-- START ENTRIES --

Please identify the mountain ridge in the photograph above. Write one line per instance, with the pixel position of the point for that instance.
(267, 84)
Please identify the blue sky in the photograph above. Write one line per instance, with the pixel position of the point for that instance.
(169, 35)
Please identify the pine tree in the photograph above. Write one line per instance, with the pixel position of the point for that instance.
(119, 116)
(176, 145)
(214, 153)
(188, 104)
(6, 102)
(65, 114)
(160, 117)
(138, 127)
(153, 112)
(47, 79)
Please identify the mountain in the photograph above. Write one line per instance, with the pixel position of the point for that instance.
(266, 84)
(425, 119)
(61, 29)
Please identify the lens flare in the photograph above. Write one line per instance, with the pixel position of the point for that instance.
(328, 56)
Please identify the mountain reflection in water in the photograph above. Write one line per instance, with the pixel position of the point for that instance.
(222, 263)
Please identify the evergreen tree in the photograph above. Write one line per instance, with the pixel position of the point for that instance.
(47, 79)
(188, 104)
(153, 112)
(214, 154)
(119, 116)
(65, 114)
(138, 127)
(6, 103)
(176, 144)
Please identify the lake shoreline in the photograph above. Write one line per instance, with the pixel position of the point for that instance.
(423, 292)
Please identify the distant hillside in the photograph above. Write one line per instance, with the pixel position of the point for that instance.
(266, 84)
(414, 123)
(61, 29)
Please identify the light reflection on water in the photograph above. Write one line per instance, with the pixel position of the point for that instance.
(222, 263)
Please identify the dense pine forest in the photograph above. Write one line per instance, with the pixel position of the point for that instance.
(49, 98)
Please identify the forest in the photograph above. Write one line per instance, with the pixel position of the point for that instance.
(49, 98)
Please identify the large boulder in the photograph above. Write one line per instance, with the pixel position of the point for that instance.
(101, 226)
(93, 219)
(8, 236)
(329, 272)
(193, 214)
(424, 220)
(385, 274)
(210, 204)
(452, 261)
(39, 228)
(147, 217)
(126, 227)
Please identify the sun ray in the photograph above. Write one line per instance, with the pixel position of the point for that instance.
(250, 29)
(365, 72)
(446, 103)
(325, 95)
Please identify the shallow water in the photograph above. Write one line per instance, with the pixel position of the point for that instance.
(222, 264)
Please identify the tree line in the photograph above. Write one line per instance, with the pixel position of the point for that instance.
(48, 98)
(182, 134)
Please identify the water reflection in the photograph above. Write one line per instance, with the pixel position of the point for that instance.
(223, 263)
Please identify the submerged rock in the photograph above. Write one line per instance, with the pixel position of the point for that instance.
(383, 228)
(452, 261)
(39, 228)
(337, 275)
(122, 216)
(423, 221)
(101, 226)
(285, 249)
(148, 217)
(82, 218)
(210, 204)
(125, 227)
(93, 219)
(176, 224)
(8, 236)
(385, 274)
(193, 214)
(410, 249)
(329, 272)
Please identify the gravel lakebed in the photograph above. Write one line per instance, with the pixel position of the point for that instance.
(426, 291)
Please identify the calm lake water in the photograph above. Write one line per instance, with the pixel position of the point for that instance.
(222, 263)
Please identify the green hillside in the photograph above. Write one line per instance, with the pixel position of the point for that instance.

-- END ENTRIES --

### PROBLEM REQUIREMENTS
Your task is to repeat the data exactly, with nothing left out.

### COMPLETE OUTPUT
Please identify the mountain ridge in the photograph above. Write one line per instance, with the pixel position of the point for that instance.
(267, 84)
Please identify the blue sky in the photograph above. Write one line per instance, with the pixel position of the point for that instance.
(169, 35)
Please identify the pine tree in the photograph above. Write one line per instance, with the pixel position of the point for that instance.
(119, 116)
(176, 145)
(214, 153)
(188, 104)
(6, 102)
(65, 114)
(160, 117)
(138, 127)
(153, 112)
(47, 79)
Please identify the mountain in the photograph above. Write one line per instance, with the pixel position of the point for that instance.
(266, 84)
(425, 119)
(61, 29)
Please identify the lens flare in the photograph above. Write one line per instance, with the pixel position of the point for that instance.
(328, 56)
Please identify the mountain reflection in water in the photograph above. Write one line per instance, with the pixel position of the point for that instance.
(222, 263)
Please identify the evergreen tree in the photograph above. Write one line per instance, with the pixel position of the point for that instance.
(47, 79)
(188, 104)
(153, 112)
(214, 154)
(119, 116)
(65, 114)
(138, 127)
(6, 103)
(176, 144)
Please identify the lake shoreline in the photograph above. Write one line per instance, with the pixel position of the point for that instance.
(423, 292)
Please identify the distant hillside in the photograph above. Write one line per instance, with the pixel position of the point for that instance.
(266, 84)
(414, 123)
(61, 29)
Please identify the light reflection on water in the photograph above. Write one line per instance, with the pixel position of the point for that instance.
(222, 263)
Please identify the dense pine forest in the photograph above. Write one line per instance, with the pixel position of the point for that instance.
(49, 98)
Please identify the forest in the photograph above. Write one line per instance, with the pixel position of the point for that instance.
(49, 98)
Please identify the large boulder in the photograph above. Write one line per instance, with the pixel position of the point for that instance.
(101, 226)
(93, 219)
(8, 236)
(329, 272)
(193, 214)
(424, 220)
(385, 274)
(210, 204)
(452, 261)
(39, 228)
(147, 217)
(126, 227)
Please identify the sun ray in the photograph above. Write one line per instance, with the pixel position of the point for that instance.
(250, 29)
(365, 72)
(446, 103)
(325, 95)
Please identify the shallow water in the photograph above. Write one line per instance, with the pixel position of the point for that instance.
(222, 264)
Please identify the tree line in the photograph above. Write one line per instance, with the pixel position of the point for that instance.
(48, 98)
(182, 134)
Please identify the water reflection in the photograph above. Write one line per instance, with the pixel position of the point for that instance.
(223, 263)
Please identify the submerged rock in the photograph above. Write one line per instance, with the pixel position of the point for that instance.
(383, 228)
(452, 261)
(39, 228)
(337, 275)
(122, 216)
(423, 221)
(101, 226)
(285, 249)
(148, 217)
(82, 218)
(210, 204)
(125, 227)
(93, 219)
(176, 224)
(8, 236)
(385, 274)
(193, 214)
(410, 249)
(329, 272)
Please identify the gravel lakebed in the photograph above. Write one line per instance, with the pixel position of the point for that instance.
(426, 291)
Please identify the calm lake water in the photograph above. Write one line per instance, with the pixel position of the point for that instance.
(222, 263)
Please identify the green hillside in the photograph above. Write one line per instance, with the pixel position of the point for that instance.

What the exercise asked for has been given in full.